#### [Saved entries]
++++

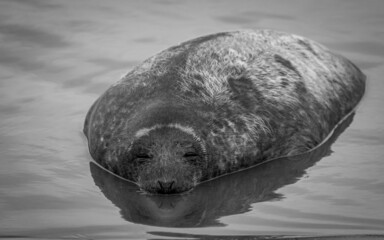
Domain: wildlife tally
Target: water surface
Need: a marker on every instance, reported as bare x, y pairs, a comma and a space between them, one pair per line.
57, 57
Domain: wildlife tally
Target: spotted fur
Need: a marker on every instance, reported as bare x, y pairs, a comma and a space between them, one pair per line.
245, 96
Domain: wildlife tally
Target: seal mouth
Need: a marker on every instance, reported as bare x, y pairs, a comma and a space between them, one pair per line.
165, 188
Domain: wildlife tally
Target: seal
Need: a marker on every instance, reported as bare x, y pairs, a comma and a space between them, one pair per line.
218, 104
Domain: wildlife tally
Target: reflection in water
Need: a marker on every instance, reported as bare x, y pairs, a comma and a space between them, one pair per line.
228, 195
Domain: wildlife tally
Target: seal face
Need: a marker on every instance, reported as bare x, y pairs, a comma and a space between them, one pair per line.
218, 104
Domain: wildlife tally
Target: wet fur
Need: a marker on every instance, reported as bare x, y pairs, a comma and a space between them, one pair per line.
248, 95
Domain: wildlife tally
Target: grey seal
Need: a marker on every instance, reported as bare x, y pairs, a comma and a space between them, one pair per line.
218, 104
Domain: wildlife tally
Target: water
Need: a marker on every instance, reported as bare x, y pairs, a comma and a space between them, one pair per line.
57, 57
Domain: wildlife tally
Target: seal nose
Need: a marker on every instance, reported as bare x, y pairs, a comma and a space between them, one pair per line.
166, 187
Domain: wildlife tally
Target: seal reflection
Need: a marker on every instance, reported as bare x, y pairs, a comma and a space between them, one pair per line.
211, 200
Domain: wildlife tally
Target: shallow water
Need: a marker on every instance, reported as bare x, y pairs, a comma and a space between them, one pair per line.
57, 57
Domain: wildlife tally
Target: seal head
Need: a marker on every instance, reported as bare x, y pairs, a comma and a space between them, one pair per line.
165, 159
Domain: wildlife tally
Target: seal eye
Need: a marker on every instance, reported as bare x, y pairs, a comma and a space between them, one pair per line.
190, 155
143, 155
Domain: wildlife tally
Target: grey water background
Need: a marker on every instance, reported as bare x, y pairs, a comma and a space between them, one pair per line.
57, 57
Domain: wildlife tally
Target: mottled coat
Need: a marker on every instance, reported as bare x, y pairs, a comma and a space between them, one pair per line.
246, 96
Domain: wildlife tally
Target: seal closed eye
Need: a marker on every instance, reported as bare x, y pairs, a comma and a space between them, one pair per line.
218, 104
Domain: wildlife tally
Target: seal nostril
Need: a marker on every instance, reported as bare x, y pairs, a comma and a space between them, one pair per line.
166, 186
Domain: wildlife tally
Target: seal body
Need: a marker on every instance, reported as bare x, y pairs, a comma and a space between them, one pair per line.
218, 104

++++

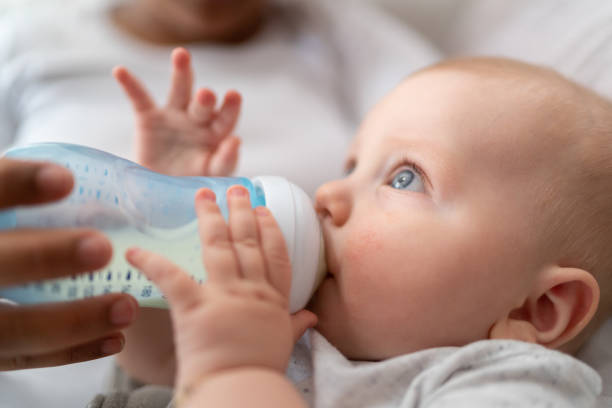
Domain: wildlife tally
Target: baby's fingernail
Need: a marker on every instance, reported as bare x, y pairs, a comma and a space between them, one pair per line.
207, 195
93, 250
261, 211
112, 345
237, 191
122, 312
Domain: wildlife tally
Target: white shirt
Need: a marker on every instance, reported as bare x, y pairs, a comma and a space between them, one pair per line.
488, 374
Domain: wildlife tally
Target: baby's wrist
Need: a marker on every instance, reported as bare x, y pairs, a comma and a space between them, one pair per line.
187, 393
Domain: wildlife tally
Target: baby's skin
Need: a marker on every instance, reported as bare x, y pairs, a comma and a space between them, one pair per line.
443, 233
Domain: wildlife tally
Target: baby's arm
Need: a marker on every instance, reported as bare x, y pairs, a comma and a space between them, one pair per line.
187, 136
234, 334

++++

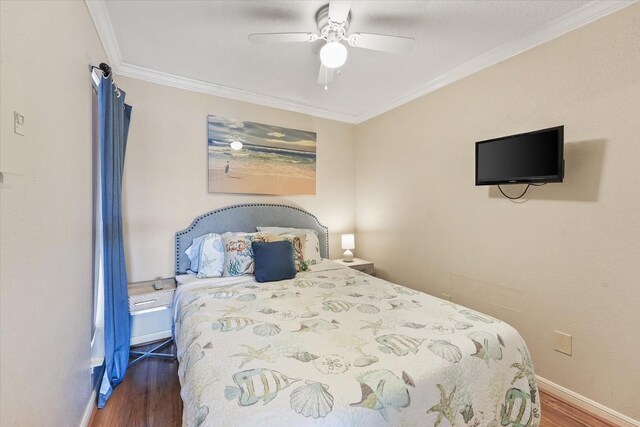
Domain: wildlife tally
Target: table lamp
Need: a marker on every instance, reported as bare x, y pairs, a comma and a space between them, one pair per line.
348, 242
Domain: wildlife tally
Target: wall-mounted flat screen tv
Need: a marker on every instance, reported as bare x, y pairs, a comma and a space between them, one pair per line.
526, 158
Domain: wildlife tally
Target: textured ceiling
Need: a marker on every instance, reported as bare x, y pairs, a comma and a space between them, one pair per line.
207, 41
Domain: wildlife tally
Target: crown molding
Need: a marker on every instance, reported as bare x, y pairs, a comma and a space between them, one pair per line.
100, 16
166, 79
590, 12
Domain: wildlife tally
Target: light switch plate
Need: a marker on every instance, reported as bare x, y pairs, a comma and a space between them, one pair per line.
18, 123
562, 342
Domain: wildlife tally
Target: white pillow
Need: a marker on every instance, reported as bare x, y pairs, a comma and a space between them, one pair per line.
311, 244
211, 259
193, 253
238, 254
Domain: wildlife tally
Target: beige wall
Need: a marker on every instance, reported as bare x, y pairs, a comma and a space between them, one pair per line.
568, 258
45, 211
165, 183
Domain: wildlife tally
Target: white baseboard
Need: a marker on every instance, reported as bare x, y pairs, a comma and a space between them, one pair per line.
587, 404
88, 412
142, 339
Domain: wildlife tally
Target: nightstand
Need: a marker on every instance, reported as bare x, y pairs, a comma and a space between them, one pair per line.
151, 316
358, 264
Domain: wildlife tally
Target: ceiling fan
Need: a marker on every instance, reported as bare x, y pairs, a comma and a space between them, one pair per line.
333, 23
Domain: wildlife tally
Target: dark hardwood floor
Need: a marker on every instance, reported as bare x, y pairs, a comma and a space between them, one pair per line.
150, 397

++++

#### [EXERCISE BRIEF]
The answer must be all the lines above that hold the word "seal".

#### [REPLY]
Target: seal mouth
Target: seal
Target: seal face
Target: grey seal
Target: seal nose
Target: seal reflection
Target: seal head
Target: seal eye
Target: seal closed eye
Target: seal nostril
Target: seal body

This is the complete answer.